Extracted records
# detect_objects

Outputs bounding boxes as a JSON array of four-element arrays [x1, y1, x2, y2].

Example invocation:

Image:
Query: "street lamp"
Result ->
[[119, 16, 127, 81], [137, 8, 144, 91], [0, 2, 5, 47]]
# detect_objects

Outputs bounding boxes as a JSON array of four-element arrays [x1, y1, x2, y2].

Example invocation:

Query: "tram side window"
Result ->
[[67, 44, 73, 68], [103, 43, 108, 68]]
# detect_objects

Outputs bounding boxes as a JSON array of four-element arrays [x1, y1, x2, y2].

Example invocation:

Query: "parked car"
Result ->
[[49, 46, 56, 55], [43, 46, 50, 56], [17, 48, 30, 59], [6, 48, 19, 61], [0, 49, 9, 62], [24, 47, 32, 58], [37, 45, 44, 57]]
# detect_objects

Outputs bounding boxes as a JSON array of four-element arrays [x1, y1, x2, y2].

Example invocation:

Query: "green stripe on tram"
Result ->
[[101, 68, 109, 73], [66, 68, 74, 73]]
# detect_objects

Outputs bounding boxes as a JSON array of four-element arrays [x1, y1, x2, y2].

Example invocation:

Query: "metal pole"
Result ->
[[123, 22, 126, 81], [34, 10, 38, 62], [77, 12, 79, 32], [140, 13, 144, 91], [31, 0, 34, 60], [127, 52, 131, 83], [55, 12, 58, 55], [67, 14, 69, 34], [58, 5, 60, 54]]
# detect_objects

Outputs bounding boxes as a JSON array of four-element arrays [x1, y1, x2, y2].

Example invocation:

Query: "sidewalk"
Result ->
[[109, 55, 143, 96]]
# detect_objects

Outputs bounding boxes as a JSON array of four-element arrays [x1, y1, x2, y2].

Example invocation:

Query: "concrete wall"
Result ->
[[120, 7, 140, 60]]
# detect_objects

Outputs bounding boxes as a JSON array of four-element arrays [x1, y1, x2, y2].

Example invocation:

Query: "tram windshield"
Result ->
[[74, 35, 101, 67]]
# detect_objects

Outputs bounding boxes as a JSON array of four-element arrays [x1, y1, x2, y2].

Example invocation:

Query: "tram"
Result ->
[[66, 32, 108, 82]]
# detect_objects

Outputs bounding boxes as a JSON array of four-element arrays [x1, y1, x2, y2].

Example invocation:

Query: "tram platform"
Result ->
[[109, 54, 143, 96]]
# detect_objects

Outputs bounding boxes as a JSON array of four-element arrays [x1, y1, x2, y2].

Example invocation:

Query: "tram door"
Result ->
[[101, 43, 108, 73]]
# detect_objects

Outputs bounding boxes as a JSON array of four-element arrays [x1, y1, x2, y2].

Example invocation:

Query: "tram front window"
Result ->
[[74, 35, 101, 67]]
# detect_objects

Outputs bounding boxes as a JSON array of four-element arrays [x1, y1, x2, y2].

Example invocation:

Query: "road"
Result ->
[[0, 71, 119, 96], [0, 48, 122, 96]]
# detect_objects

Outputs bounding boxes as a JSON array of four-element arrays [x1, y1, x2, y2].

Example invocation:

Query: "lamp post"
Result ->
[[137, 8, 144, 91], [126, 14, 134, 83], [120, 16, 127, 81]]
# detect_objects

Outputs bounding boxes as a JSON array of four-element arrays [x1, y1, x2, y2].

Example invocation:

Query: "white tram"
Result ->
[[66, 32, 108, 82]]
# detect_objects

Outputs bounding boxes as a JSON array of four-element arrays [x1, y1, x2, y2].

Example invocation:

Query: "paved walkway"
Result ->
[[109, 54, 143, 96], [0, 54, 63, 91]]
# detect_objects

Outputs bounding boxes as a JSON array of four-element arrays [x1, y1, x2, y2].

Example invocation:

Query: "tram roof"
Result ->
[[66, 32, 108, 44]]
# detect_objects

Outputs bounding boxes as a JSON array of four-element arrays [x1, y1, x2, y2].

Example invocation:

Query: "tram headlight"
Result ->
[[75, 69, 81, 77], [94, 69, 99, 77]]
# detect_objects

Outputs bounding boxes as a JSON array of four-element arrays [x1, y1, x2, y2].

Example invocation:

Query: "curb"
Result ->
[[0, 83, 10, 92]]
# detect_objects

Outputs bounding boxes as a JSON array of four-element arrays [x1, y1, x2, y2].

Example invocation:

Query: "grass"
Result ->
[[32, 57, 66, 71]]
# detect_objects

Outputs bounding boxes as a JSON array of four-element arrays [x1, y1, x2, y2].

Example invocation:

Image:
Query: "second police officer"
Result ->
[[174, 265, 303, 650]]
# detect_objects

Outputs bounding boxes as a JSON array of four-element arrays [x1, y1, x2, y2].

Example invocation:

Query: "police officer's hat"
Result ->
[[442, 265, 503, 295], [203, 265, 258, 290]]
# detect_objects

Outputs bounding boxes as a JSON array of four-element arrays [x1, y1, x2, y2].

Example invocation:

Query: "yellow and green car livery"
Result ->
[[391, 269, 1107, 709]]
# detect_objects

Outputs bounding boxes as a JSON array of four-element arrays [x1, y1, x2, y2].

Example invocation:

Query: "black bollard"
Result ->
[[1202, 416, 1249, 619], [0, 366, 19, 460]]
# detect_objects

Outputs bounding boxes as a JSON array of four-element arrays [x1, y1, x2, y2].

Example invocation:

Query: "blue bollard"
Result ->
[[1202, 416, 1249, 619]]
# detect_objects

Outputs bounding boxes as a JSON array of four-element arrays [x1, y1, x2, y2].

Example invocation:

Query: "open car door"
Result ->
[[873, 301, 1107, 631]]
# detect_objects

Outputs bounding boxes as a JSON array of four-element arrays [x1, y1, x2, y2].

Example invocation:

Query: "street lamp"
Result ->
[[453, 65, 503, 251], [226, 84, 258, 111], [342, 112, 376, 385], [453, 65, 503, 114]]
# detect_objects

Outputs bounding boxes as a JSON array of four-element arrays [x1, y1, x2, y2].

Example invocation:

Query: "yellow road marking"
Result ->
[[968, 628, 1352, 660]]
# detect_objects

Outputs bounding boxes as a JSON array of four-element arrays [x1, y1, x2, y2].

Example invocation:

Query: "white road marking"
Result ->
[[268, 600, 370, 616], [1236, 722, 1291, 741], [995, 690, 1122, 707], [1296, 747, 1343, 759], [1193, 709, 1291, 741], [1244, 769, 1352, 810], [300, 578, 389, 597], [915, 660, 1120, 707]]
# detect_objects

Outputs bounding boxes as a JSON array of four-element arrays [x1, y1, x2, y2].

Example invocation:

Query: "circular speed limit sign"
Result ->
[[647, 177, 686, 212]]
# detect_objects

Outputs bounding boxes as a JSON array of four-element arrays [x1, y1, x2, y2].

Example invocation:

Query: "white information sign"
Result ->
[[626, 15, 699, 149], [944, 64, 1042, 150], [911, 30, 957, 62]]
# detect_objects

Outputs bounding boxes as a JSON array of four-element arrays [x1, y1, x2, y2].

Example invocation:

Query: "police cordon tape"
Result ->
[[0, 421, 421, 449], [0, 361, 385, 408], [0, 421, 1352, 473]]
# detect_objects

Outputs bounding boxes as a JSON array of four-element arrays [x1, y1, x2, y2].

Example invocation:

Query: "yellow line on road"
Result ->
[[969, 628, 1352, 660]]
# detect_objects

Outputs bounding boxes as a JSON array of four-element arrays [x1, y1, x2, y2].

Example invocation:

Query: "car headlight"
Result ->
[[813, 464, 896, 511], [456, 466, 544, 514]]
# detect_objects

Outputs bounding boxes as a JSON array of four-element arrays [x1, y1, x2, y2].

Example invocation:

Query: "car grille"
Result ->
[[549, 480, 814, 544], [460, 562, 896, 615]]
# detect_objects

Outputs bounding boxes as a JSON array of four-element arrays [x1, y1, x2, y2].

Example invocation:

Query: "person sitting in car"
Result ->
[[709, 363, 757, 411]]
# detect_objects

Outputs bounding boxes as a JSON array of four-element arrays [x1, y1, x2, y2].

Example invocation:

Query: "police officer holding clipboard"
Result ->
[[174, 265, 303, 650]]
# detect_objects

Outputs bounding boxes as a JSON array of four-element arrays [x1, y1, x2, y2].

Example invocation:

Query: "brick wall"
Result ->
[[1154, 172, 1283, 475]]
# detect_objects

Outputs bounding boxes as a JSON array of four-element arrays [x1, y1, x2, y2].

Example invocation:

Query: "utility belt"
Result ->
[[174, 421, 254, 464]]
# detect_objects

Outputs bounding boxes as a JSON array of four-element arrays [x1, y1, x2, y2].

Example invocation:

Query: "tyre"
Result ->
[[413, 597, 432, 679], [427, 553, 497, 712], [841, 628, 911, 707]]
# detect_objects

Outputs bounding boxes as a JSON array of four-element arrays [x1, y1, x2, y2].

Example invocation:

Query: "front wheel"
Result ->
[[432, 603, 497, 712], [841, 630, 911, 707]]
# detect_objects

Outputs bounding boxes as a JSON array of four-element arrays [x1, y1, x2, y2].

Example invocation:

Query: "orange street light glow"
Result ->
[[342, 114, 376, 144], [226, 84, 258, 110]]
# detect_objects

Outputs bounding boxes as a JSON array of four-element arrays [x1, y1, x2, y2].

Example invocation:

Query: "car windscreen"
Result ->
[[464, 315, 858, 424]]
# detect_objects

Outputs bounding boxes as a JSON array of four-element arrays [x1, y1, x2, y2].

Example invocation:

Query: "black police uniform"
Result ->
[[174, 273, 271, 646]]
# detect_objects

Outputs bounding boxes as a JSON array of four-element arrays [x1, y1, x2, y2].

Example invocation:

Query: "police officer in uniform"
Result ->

Set exercise
Find every line in the records above that contains the word "black" and copy each such line.

Result of this task
Query: "black bollard"
Query: "black police uniform"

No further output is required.